[What you need to do]
Please pull out each line in the listing below that contains the word "where", copying every such line in full.

%%

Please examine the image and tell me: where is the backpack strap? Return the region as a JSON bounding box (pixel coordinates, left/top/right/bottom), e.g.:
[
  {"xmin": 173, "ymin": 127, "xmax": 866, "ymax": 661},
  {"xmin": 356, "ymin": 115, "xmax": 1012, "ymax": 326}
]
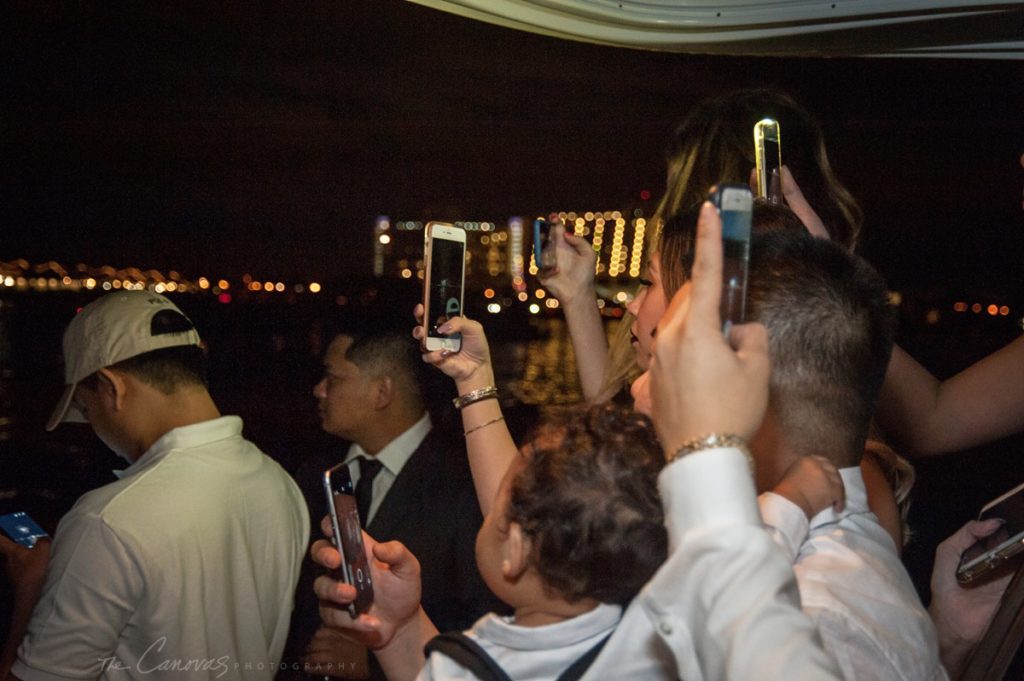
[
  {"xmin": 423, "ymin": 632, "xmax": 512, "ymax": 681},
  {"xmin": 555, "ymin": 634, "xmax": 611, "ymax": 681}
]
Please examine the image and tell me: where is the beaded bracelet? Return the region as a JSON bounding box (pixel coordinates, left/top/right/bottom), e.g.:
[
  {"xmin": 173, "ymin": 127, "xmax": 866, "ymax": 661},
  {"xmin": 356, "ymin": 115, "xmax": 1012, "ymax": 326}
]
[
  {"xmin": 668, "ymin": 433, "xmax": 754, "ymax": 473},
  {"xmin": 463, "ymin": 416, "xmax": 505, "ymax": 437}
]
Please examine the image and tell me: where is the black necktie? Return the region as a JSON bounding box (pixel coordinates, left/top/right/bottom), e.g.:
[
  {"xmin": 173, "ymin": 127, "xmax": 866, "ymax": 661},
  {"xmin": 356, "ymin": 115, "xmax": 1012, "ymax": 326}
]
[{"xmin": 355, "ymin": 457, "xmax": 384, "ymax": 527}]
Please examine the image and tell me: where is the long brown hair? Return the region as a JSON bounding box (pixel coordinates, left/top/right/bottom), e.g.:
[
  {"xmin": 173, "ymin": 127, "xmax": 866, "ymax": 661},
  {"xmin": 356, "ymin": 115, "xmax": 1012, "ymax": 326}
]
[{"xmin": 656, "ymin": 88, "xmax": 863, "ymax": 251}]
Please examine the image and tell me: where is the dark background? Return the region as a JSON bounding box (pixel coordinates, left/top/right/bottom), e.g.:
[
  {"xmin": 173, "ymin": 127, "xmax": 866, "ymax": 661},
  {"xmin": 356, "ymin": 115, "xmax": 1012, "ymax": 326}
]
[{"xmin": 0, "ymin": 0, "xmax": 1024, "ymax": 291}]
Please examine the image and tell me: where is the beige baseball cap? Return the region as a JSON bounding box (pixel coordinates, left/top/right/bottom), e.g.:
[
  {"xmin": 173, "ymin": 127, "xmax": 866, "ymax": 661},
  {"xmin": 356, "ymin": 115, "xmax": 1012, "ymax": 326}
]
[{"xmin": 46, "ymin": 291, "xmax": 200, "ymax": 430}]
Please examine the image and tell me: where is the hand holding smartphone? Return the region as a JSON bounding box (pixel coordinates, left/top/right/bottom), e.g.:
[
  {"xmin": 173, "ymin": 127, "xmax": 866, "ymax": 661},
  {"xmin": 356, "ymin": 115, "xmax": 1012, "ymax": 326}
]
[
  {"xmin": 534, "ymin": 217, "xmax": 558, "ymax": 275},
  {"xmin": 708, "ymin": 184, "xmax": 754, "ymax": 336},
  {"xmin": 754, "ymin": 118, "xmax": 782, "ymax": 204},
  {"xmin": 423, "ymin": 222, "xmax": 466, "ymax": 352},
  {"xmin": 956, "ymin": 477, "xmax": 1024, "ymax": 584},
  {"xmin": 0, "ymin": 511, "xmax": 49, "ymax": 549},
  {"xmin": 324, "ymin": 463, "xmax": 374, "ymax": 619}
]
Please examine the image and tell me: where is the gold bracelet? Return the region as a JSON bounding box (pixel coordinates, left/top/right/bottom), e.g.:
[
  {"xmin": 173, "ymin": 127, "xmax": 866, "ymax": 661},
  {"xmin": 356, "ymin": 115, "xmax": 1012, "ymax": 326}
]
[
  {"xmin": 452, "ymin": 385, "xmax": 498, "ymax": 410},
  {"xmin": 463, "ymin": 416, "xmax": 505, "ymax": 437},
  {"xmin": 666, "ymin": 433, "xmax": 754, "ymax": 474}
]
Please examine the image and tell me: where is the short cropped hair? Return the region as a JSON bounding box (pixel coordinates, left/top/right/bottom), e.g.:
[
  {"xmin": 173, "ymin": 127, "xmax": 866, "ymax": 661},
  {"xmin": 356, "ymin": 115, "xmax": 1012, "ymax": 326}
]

%%

[Completed task]
Please examine the image and tell me: where is the backpack strap? Return the region as a JSON bounding box (pixel coordinates, left/top/right/bottom), e.g.:
Please examine the image and tell me: where is the beaded bracelet? Return the region as a JSON bounding box (pixel coordinates, left/top/right/bottom), e.g.:
Please examine the image and tell me: where is the black necktie? Return the region as a JSON bounding box (pixel coordinates, left/top/right/bottom), e.g.:
Please examine the image and tell me: where is the long brown hair? Return the region as a JSON bounding box (pixel coordinates, left/top/right/bottom), e.g.:
Please examine the image and tell me: where is the dark background? Return the region as a JSON bounding box (pixel coordinates, left/top/right/bottom), e.g.:
Please examine the image and tell me: where is the beige baseball cap? Return the region as a JSON bounding box (pixel coordinates, left/top/right/bottom), e.g.:
Please examine the image and tell me: where is the hand holding smartphone? Return the region as a JSON bounding box (pixel coordinates, left/top/right/bottom), e.g.:
Please examine the image and tell me: where is the gold bracelet? Return the region as a JSON bounding box (pixel coordinates, left/top/right/bottom), e.g.:
Please examine the image and tell me: where is the short cropped hair? Return the region as a JSON bounding box (pixel coordinates, left/top/right/bottom), e.g.:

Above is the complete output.